begin EXCERPT PROVIDED

The orientation took us through the definition of 'covenant adoption' - a process in which the adoptive couple, birth family and the agency enter into the adoption process together, creating a plan based on love, trust and promise to keep the highest interest of the child in mind throughout the growing up years.  This involves a face to face meeting before the delivery of the child and at placement.  After placement, contact between the families is maintained through letters, pictures and gifts that are monitored by the agency.  The Biblical principles for this type of adoption process were outlined and the nitty gritty of fees and timelines were presented.  

In the afternoon we heard testimonies from an adoptive couple who had adopted all three of their children through the agency, we even got to meet the children.  We heard from a birth mother who had been through the maternity home twice and had placed both of her daughters with the same family. It was through her stories that we truly came to appreciate the painful sacrifice it is to surrender your child into the arms of another. Finally we heard from a young man who had been adopted.  He shared about the relationship he has with his birth mother and with his parents  and siblings (who were also present and gave some wonderful advice).  It was truly a beautiful weekend and we grew more and more in love with the work of mercy this agency performs in their ministry to birth mothers and their babies.

By the end of the weekend those who wished to continue their adoption journey with the agency were asked to put their name on the Home Study waiting list.  Now began the wait to be contacted about when our Home study was likely to take place.  With only 3 full-time caseworkers available to conduct home studies and knowing we were quite a distance from Tyler, we didn't get our hopes up too high to have one done quickly.

Sunday, July 22, 2012

Our Decision to Adopt



The question of whether to pursue adopting a child has been part of our family prayer and discernment since 2005.  As it appeared we were entering a  period of unexplained secondary infertility after the healthy pregnancy of our first born daughter in 2004, we began in earnest to seek God's plan for our family size.

I'd like to step back a few years when I first heard God speak to me about this journey that we now find ourselves on.  While still a lay missionary, working in Holland, about two years before meeting my husband, I found myself praising God along with a dear friend who at that moment was suffering the loss of yet another child.  She and her husband had experienced several first trimester miscarriages and there we were praising God in the midst of this trial that was all too familiar to them.  I remember returning to my room and begging God for understanding.  "Lord why is it that your faithful daughters, those who desire to live out your plan for love and marriage, desiring children are suffering in this way?"  The answer came all too clearly - "Who but my faithful daughters will pray and intercede?" I understood that this was a burden of reparation for the multitude of sins against life that God was giving to those faithful women who knew how to pray and offer it in union with Christ's sufferings.  I sheepishly responded, "Lord, I hope you don't ask this of me."

end EXCERPT PROVIDED
begin DATA ENTRIES

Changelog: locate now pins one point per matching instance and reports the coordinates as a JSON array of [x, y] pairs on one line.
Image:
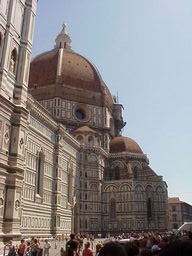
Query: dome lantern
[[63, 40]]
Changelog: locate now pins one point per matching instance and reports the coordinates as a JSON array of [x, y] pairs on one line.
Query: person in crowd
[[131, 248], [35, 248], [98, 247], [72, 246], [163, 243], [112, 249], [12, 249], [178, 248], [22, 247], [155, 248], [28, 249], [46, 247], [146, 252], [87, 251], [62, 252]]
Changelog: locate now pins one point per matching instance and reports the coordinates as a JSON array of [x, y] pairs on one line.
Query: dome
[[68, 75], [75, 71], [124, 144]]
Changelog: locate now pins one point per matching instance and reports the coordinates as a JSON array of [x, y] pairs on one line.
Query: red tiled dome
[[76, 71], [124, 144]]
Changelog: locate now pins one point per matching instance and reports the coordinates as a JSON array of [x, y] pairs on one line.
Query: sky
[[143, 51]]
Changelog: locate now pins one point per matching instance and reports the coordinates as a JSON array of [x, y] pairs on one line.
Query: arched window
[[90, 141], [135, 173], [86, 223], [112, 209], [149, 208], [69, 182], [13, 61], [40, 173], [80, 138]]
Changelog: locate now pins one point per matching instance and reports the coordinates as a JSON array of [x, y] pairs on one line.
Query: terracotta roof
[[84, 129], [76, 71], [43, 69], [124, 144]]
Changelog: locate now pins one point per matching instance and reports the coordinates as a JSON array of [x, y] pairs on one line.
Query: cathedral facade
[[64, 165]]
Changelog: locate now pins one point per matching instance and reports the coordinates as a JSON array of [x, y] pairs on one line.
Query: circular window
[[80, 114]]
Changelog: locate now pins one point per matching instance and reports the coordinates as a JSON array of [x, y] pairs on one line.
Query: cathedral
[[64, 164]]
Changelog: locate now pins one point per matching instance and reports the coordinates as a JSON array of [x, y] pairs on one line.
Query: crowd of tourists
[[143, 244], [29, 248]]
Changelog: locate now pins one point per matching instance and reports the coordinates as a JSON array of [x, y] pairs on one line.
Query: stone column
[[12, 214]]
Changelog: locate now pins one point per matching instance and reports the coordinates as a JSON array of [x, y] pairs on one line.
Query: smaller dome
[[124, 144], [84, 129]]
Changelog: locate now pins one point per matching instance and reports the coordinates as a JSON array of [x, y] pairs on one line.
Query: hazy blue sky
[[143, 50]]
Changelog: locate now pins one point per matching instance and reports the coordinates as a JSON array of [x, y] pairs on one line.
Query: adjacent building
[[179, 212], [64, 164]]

end DATA ENTRIES

**JOB A**
According to the adoption excerpt, how do the families stay in contact after placement?
**JOB B**
Pick up the adoption excerpt right after its final sentence and keep writing it.
The lines aren't needed for anything here.

**FINAL ANSWER A**
Through letters, pictures and gifts that the agency monitors.

**FINAL ANSWER B**
When my husband and I conceived our first daughter three weeks into married life in early 2004, I harkened back to that conversation and breathed a huge sigh of relief - "Thank you Lord, you weren't asking that of me."  Little did I know what lay ahead.  After our first child was born that October, three years followed with no further conceptions.  Assessments on both of us brought no definitive answers.  It was a heavy cross to carry as friend after friend became pregnant and people started to inquire when our next child would be coming along. Finally, we decided to give up trying to work it out and laid our fertility in God's hands.  As we prepared to attend our first information session with Catholic Charities Adoption Services, I kept receiving in prayer the story of Abraham and Sarah.  What struck me most was that Sarah grew impatient and did not stay submitted to the Lord's timing in bringing forth their promised offspring. I knew in my heart that this was not the time to pursue adoption, although we had begun to move in that direction.  A few weeks later on Christmas Eve 2007, I discovered with great joy that I was pregnant with our second daughter. We were ecstatic and  rejoiced in another healthy pregnancy, believing that our time to carry the burden of infertility was now being lifted.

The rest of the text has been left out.